**Brief**
From the data below, return the exact lines starting at the line containing "form [737, 185]." and ending at the line containing "form [136, 249].", both included, and nothing else.

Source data
━━━━

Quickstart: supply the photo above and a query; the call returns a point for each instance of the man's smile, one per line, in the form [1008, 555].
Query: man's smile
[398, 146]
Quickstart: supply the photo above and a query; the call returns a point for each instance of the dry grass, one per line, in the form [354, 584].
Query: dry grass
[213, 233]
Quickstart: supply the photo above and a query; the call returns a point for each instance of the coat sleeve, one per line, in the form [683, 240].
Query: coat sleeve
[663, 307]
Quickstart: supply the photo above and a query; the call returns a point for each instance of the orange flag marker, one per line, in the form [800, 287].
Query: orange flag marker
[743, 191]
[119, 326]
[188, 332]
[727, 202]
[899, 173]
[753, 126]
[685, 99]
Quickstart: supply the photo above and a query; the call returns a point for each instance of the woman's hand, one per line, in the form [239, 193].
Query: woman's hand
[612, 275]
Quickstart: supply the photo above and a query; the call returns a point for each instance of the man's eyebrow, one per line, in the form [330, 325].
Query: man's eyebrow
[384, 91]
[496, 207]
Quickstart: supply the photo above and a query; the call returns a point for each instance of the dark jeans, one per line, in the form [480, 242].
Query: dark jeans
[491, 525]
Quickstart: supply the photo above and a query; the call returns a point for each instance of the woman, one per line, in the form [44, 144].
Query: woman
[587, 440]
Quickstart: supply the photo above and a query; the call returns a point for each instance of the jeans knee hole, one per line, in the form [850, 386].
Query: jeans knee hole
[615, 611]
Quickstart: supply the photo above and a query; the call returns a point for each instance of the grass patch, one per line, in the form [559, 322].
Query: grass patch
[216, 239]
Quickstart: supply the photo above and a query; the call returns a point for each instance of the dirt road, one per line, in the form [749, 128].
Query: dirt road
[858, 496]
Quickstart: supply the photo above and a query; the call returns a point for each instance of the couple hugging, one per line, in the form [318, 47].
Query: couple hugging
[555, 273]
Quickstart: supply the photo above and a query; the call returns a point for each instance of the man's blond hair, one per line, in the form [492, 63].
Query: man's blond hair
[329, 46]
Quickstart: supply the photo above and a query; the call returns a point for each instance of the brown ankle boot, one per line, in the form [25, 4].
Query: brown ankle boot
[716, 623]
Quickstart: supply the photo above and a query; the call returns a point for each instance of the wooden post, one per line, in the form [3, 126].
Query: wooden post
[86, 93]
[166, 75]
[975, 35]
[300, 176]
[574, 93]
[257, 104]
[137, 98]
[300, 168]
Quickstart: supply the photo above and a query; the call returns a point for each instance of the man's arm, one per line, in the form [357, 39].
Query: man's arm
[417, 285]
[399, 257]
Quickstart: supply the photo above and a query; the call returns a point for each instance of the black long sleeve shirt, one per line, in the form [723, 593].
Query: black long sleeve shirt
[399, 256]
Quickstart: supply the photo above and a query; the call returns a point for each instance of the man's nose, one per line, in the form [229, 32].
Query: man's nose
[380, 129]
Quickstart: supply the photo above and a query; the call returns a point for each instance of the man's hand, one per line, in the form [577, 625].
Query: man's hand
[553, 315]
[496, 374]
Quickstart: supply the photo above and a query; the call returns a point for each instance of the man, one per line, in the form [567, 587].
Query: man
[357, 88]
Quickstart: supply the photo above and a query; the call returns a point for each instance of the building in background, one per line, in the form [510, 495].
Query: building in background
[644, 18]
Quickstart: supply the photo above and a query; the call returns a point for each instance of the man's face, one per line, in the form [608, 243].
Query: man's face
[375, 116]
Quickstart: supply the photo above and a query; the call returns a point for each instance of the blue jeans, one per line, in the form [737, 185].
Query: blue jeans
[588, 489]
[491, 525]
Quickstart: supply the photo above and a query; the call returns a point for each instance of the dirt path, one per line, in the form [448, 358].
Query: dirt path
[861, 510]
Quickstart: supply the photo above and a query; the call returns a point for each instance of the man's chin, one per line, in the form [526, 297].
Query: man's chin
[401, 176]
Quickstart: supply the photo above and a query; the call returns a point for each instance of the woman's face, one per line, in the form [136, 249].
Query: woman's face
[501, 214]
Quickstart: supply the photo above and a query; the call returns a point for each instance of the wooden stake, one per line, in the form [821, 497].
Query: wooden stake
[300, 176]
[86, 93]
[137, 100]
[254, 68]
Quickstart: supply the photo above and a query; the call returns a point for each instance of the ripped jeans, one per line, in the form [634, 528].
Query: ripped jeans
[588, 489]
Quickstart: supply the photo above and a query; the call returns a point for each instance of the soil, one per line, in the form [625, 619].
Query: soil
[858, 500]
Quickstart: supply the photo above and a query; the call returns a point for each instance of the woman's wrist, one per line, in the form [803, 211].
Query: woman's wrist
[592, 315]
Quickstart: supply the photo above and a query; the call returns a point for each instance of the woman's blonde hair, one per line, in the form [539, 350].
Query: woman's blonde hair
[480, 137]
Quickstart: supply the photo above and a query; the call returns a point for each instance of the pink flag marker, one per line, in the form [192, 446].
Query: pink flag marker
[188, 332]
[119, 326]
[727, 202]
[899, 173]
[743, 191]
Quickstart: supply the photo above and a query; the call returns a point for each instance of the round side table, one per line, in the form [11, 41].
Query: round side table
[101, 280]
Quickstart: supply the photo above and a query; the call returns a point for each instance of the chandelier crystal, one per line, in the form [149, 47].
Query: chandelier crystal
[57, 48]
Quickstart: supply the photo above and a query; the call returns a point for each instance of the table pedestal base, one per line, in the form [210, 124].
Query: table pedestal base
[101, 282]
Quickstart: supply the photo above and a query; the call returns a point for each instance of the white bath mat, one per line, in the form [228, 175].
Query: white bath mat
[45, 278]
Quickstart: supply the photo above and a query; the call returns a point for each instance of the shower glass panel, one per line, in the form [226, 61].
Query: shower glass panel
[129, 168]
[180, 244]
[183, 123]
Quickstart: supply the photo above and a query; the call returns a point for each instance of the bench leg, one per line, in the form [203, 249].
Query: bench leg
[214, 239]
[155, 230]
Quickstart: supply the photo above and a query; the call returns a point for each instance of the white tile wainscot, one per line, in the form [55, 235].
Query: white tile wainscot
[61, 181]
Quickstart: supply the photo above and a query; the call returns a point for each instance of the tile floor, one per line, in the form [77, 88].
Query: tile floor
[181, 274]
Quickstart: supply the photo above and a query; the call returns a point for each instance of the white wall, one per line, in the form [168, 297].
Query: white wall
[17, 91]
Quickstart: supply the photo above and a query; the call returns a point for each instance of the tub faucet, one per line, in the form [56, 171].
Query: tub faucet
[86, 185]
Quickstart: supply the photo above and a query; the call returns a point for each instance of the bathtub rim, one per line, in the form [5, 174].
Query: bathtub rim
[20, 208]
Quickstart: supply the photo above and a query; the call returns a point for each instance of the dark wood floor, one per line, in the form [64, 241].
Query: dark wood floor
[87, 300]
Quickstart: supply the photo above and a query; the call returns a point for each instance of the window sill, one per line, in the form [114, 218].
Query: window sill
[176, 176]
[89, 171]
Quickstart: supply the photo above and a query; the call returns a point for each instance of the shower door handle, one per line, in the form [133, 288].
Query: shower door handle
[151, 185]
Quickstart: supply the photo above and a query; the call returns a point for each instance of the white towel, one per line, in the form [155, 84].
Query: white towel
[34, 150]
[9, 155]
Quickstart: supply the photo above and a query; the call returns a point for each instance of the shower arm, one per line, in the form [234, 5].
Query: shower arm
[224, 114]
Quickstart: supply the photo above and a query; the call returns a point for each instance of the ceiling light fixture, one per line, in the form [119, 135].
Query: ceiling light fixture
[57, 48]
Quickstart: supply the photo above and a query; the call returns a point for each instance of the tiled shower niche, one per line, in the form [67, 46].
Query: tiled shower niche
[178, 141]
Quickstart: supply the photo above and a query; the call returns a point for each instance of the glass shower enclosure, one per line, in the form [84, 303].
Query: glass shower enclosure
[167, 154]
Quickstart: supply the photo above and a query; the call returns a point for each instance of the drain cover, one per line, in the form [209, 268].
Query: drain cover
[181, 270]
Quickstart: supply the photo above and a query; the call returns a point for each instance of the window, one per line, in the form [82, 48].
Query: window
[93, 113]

━━━━

**Task solution**
Quickstart: supply the photo above and a query; the call returns a point for each instance of the blue jeans, one per line, in the form [737, 185].
Query: blue jeans
[588, 489]
[491, 525]
Quickstart: supply the photo above and a query; the call returns a point for each instance of the dirt path, one per line, in the form [448, 358].
Query: dirt path
[861, 510]
Quickstart: supply the photo above and a query; the call returns a point for each instance of the man's chin, one per line, in the form [526, 297].
Query: man's chin
[401, 176]
Quickstart: supply the photo above and a query; the call returns a point for each instance of the woman's face, one per line, in the form [136, 249].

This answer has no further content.